*Stated task*: Copy out every line of the data below, word for word.

*** Entries provided ***

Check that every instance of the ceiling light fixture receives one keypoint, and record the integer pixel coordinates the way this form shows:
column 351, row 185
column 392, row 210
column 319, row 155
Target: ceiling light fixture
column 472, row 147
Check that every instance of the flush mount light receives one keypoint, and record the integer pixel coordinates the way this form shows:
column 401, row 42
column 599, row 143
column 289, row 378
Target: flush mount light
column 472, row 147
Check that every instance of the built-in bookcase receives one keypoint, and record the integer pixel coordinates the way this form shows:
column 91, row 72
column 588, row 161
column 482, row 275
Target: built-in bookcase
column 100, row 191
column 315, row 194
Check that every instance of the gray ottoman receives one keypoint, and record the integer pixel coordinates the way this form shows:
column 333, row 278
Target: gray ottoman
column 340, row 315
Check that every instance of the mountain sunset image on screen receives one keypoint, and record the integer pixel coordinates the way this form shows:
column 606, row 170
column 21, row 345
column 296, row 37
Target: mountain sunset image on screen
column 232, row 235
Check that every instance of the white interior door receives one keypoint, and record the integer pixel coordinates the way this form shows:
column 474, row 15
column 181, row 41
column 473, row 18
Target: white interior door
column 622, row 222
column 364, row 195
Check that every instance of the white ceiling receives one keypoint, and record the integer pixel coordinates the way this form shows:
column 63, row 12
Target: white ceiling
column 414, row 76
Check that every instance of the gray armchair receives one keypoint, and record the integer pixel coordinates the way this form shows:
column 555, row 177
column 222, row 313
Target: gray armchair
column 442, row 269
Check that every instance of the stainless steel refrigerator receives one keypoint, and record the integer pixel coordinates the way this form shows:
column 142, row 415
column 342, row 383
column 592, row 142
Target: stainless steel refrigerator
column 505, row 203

***

*Reply*:
Check that every instance of the ceiling light fixture receives one keypoint, and record the integer pixel coordinates the way this form shows:
column 351, row 185
column 392, row 210
column 319, row 155
Target: ceiling light fixture
column 472, row 147
Check that every instance of the flush mount light receives one keypoint, and record the integer pixel coordinates the way this form shows:
column 401, row 42
column 599, row 143
column 289, row 378
Target: flush mount light
column 472, row 147
Check that every instance of the built-in bookcase receives one keypoint, and record the integer pixel coordinates the way this form shows:
column 91, row 72
column 588, row 161
column 482, row 275
Target: built-in bookcase
column 100, row 191
column 315, row 194
Check that every instance of the gray ottoman receives one keypoint, and record the integer pixel coordinates the way this form shows:
column 333, row 278
Target: gray ottoman
column 340, row 315
Check that every instance of the mountain sunset image on screen receives one keypoint, and record the integer pixel coordinates the way this form shows:
column 606, row 170
column 21, row 345
column 296, row 37
Target: mountain sunset image on screen
column 232, row 235
Check that every instance of the white interior door receives one keypoint, and record the integer pixel coordinates the way this form shows:
column 474, row 15
column 181, row 41
column 473, row 18
Target: white interior door
column 622, row 222
column 364, row 195
Check that every instance of the white ceiling receives one keypoint, and record the integer pixel coordinates the way this form shows:
column 63, row 12
Target: white ceiling
column 414, row 76
Check that every instance of the gray armchair receives one keypoint, and record the integer pixel coordinates the way this form shows:
column 555, row 177
column 222, row 313
Target: gray armchair
column 442, row 269
Check that every instance of the stainless steel refrigerator receives one keypoint, and record the integer pixel coordinates the way this form shows:
column 142, row 415
column 342, row 383
column 592, row 142
Target: stainless steel refrigerator
column 505, row 203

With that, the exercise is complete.